Exercise 1. According to the healthcare pricing text, who are the only ones asked to pay full retail price?
Exercise 2. In the healthcare pricing text, copy the stretch from "In a way, even" through "he does it.", but swap "doctor" for "surgeon".

Source text.
::::::::::
In a way, even though it bothered me, this was more like a regular business. The doctor charges a set amount to do a procedure and expects to get paid that amount EVERYTIME he does it.
At the end of the day I found another doctor to do the procedure within my coverage.
One of the things that are broken is that those who can afford it the least are the only ones asked to pay full retail price. Insurance companies get various discounts, the government pays what it determines is fair, so on. Some docs do have seperate schedules set up for the uninsured as a group that offer a discount from the full posted prices, some will write-off some visits for them, most will allow prolonged payment plans, but still. Same is true for insurance itself. If you are working at a job that doesn’t give you coverage, then the same or even much inferoior coverage will cost you much much more than coverage purchased for you by a megacorp.
::::::::::
Data extracts.
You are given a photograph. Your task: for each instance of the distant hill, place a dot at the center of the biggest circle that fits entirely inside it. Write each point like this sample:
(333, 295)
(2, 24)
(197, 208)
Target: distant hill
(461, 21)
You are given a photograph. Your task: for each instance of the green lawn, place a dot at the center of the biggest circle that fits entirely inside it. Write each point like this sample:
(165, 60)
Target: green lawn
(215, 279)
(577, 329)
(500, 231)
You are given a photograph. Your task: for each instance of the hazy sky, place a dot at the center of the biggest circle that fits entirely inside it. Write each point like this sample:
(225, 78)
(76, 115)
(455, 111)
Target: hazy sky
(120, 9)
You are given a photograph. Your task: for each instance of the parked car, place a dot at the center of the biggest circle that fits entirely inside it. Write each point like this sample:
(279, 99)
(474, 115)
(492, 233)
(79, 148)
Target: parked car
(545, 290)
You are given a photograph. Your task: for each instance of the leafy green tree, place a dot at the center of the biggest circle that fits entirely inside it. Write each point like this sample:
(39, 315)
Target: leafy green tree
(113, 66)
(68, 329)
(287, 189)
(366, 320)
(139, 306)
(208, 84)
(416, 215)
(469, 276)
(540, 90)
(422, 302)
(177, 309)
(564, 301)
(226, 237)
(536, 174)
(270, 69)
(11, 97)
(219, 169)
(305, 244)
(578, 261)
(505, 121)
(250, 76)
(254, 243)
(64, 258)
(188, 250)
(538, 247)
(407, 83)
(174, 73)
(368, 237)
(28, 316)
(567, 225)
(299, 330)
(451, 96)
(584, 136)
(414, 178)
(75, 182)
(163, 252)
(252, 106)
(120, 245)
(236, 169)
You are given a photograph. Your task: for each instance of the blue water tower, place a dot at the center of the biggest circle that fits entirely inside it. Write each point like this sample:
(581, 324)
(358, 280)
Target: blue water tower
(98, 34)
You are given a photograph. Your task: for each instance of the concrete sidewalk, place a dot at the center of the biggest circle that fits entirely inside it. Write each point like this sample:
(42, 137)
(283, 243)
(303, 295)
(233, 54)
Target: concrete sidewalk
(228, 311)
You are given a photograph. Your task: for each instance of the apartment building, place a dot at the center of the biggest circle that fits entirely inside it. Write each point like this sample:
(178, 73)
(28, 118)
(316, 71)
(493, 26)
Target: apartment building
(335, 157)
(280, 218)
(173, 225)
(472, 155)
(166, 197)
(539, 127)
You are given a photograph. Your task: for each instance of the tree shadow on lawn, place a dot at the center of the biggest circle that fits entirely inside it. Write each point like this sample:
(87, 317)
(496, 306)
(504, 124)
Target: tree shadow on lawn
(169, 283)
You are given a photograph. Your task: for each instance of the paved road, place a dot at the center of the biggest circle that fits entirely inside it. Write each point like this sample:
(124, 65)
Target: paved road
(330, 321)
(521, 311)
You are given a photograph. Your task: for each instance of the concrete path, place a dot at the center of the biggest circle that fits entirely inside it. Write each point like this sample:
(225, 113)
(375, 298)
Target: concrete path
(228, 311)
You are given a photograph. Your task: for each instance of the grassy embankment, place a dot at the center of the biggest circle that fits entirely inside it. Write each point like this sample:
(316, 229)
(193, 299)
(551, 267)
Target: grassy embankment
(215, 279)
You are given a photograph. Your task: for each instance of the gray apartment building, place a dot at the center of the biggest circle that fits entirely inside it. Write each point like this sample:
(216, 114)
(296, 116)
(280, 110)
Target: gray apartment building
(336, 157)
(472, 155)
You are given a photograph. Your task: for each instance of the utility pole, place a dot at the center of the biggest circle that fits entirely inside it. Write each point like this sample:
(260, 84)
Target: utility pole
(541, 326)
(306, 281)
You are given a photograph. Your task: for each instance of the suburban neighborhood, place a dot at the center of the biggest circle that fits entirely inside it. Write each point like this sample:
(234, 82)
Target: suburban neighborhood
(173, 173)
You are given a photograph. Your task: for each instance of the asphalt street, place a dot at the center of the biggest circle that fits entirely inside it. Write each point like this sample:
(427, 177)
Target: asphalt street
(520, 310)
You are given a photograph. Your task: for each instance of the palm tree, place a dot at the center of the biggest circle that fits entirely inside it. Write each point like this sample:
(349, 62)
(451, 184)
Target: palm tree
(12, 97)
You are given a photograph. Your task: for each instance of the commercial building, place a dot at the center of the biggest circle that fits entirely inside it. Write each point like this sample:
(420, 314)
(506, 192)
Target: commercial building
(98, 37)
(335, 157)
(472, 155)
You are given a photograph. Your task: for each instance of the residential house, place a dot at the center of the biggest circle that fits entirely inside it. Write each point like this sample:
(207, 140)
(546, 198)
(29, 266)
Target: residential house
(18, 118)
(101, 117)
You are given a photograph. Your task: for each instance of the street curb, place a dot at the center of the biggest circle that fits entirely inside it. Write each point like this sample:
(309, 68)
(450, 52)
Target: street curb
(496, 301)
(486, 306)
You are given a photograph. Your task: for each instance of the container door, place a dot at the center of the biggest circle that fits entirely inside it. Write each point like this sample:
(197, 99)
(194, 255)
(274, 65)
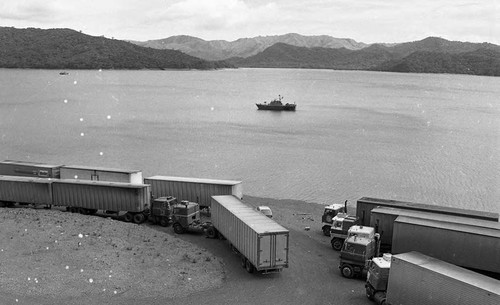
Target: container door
(281, 256)
(265, 258)
(274, 250)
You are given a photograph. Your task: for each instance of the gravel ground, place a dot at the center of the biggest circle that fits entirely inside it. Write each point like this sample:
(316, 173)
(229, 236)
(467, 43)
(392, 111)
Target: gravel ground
(59, 258)
(46, 253)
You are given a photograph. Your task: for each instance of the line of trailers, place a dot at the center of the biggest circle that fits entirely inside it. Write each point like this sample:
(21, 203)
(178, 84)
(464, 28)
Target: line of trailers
(440, 255)
(260, 241)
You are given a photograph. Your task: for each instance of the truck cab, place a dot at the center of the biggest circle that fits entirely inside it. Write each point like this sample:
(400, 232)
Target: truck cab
(378, 277)
(161, 210)
(330, 212)
(186, 216)
(362, 244)
(340, 226)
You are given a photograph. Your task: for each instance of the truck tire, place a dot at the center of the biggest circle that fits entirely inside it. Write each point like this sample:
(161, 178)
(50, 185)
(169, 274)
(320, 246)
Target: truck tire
(369, 292)
(243, 262)
(337, 244)
(139, 218)
(178, 228)
(128, 217)
(326, 230)
(248, 266)
(347, 271)
(163, 222)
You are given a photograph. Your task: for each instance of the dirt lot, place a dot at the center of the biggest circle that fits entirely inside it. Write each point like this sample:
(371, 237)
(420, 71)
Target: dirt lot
(55, 257)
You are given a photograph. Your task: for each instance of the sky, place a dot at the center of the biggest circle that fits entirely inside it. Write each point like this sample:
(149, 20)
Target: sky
(368, 21)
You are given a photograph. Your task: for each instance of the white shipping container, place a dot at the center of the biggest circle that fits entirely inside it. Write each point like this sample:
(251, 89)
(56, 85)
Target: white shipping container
(101, 195)
(25, 190)
(417, 279)
(29, 169)
(260, 239)
(460, 244)
(101, 174)
(193, 189)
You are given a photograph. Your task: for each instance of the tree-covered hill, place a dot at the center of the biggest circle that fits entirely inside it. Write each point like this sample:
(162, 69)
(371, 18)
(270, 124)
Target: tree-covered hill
(69, 49)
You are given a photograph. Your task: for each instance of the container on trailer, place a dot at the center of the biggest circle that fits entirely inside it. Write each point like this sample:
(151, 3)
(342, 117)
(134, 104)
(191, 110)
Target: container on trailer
(460, 244)
(29, 169)
(25, 190)
(101, 174)
(382, 219)
(366, 204)
(416, 279)
(193, 189)
(101, 195)
(260, 239)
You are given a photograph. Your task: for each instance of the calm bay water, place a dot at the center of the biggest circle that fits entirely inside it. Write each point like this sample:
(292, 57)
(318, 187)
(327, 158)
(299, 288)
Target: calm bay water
(415, 137)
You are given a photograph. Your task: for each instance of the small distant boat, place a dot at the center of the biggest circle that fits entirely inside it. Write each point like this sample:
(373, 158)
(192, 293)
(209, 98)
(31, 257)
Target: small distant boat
(276, 105)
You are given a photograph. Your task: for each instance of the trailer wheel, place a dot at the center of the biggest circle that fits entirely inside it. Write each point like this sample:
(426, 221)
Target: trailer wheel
(139, 218)
(369, 293)
(163, 222)
(337, 244)
(326, 230)
(243, 262)
(211, 232)
(178, 228)
(128, 217)
(248, 266)
(347, 271)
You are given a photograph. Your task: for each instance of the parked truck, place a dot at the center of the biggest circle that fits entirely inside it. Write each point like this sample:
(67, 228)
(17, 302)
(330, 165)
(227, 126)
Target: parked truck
(329, 213)
(29, 169)
(383, 218)
(366, 204)
(340, 228)
(471, 247)
(260, 241)
(193, 189)
(415, 279)
(361, 244)
(186, 217)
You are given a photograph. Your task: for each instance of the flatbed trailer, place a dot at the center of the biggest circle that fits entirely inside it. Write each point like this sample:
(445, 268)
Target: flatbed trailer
(416, 279)
(366, 204)
(476, 248)
(197, 190)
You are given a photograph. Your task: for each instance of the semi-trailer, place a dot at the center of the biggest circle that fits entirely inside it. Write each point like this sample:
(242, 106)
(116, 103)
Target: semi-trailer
(261, 242)
(25, 190)
(382, 219)
(471, 247)
(415, 279)
(29, 169)
(366, 204)
(114, 197)
(193, 189)
(132, 201)
(101, 174)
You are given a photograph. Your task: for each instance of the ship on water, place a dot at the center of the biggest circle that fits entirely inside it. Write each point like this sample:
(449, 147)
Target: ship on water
(276, 105)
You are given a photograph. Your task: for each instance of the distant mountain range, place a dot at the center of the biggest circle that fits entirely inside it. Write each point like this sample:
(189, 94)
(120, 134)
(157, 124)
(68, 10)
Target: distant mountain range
(245, 47)
(69, 49)
(430, 55)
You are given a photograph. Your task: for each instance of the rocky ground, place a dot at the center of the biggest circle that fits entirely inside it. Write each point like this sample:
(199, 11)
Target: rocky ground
(56, 257)
(46, 253)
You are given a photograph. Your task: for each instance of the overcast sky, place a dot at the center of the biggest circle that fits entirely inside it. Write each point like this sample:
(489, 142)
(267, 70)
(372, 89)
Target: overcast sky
(366, 21)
::::::::::
Expected output 1. Those who can afford it the least.

Expected output 2.
In a way, even though it bothered me, this was more like a regular business. The surgeon charges a set amount to do a procedure and expects to get paid that amount EVERYTIME he does it.